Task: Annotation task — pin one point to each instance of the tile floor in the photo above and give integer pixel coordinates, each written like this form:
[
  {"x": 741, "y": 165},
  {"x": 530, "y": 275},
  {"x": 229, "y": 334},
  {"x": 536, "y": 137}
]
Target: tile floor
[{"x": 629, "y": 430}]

============================================================

## TASK DESCRIPTION
Reproduce the data in its entirety. Keep every character unchanged.

## SOLUTION TO THIS PROBLEM
Task: Annotation task — pin one point to each instance of the tile floor in the photo above and give integer pixel coordinates, each written like this form:
[
  {"x": 741, "y": 165},
  {"x": 530, "y": 275},
  {"x": 229, "y": 334},
  {"x": 536, "y": 137}
]
Target: tile floor
[{"x": 629, "y": 430}]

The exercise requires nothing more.